━━━ Text extract ━━━

The uptick is driven by solid expansions in output, new orders and employment.

The headline PMI figure rose sharply to 51.9 in September, up from 49.4 in August, moving above the neutral 50.0 threshold. This upturn follows a challenging period marked by political disruptions and intense price pressures earlier in the year.

Business activity and new sales both expanded for the first time in five months, signalling a stabilisation of the economy and improving consumer demand.

The recovery encouraged firms to hire new staff, resulting in the quickest rise in employment since May 2023.

Christopher Legilisho, an economist at Stanbic Bank noted that business conditions expanded in September, implying the start of a recovery after the disruptions that followed protests in the second quarter of 2025.

“New orders and output strengthened as consumer demand improved, despite some firms reporting caution from clients due to still challenging economic conditions. Employment, meanwhile, increased due to gains from new orders and output,” Legilisho said.

Legilisho explained that business prospects for the upcoming year were still strong, albeit far off from historical trends. This implies that, while conditions for some firms have been improving, most still experience the business environment as challenging.

He said that driving the improvement in business conditions was a renewed expansion in activity, which in turn was strongly related to rising sales and a stabilising economy.

Legilisho highlighted that out of the firms surveyed, roughly a third (33 per cent) noted that their output had grown during September, compared to 23 per cent that recorded a decline.

The recovery was not universal. Purchasing activity continued to fall, as many businesses remained cautious due to low sales in recent months. The construction industry, in particular, saw a sharp fall in output.

While the rate of overall input cost inflation moderated to its weakest level since May, firms reported persistent concerns about higher taxes and rising commodity prices (such as fuel and foodstuff).

Despite this easing of costs, businesses increased their selling prices at a slightly quicker, although modest, pace compared to August.

Looking ahead, Kenyan firms maintained sustained confidence regarding future activity. Although slightly down from August, the 12-month outlook remains one of the best observed in nearly three years, with firms planning expansions, product diversification, and increased marketing.

“Some businesses reportedly benefitted from effective marketing and investment into products and services. That said, some areas experienced weakness, especially in the construction industry where output fell sharply,” Legilisho said.

On sales intakes, he said that the survey data also signalled a renewed upturn in September. New business growth was solid, having rebounded from four months of consecutive downturns.

He pointed that this recovery encouraged firms to hire new staff, leading to a rise in employment that was the quickest recorded since May 2023. With staff capacity up, firms managed to deplete their backlogs for the fourth month running.

━━━ Dataset content ━━━

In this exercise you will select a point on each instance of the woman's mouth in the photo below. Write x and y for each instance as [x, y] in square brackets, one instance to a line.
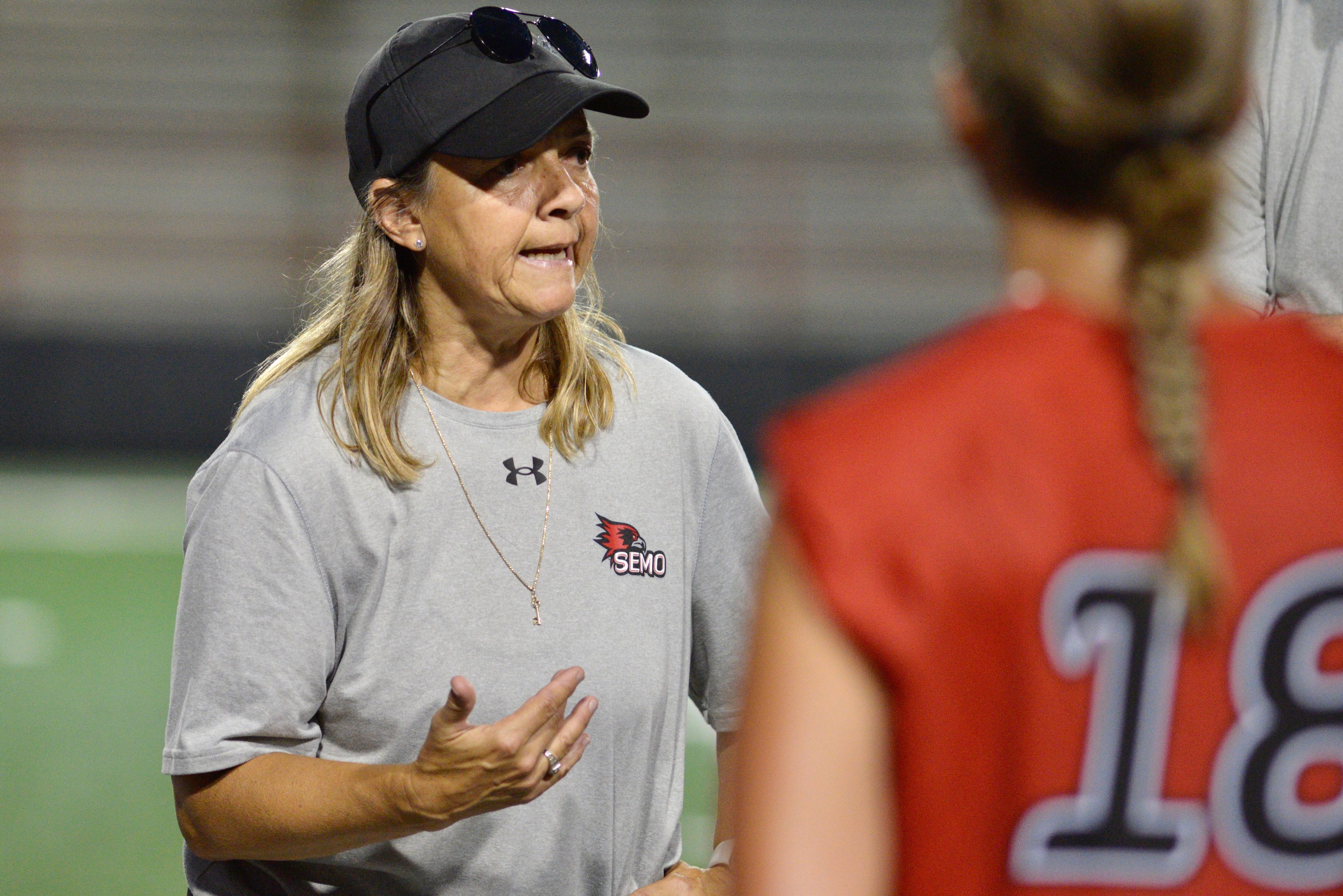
[550, 256]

━━━

-- Written problem 1 --
Return the passage of the Kenya business conditions article from "Legilisho explained that" up to and including "a stabilising economy.".
-- Written problem 2 --
Answer these questions from the Kenya business conditions article:
(a) What was the headline PMI figure in August?
(b) What share of surveyed firms recorded a decline in output during September?
(c) For how many months running did firms deplete their backlogs?

-- Task output 1 --
Legilisho explained that business prospects for the upcoming year were still strong, albeit far off from historical trends. This implies that, while conditions for some firms have been improving, most still experience the business environment as challenging.

He said that driving the improvement in business conditions was a renewed expansion in activity, which in turn was strongly related to rising sales and a stabilising economy.

-- Task output 2 --
(a) 49.4
(b) 23 per cent
(c) Four